Pull out every line of the records that contains the string "golden", and copy each one in full. Matching is case-sensitive.

Data supplied
┄┄┄┄┄┄┄┄┄┄

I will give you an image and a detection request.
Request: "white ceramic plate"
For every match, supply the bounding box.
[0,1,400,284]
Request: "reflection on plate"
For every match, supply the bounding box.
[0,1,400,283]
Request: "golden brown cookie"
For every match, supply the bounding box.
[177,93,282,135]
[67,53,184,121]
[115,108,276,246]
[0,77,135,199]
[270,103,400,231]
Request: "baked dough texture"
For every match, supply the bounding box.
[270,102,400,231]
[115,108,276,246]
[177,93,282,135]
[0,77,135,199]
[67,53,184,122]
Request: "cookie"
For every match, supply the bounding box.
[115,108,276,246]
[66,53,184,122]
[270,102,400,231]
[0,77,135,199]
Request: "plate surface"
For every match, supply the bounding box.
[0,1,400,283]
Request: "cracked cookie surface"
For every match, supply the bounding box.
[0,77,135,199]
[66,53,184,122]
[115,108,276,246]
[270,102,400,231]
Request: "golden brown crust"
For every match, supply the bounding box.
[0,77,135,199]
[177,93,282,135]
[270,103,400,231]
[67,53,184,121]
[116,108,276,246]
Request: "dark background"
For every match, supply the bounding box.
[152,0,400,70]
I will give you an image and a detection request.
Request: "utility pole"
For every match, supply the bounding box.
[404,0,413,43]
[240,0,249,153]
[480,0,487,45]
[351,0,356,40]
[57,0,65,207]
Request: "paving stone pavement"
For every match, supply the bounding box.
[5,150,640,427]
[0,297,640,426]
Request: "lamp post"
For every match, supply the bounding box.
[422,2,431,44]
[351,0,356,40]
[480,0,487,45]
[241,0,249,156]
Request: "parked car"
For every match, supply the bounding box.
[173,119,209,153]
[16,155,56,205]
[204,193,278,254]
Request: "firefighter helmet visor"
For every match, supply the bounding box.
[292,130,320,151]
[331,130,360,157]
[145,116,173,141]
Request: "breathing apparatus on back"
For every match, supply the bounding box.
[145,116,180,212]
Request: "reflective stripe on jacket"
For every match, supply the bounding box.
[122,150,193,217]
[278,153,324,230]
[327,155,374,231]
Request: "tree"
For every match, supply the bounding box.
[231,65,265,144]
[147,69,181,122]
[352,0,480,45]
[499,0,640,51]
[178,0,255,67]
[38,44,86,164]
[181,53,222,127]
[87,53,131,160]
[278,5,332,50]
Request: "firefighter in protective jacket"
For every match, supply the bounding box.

┄┄┄┄┄┄┄┄┄┄

Exercise output
Request: "golden brown cookie"
Request: "golden brown crust"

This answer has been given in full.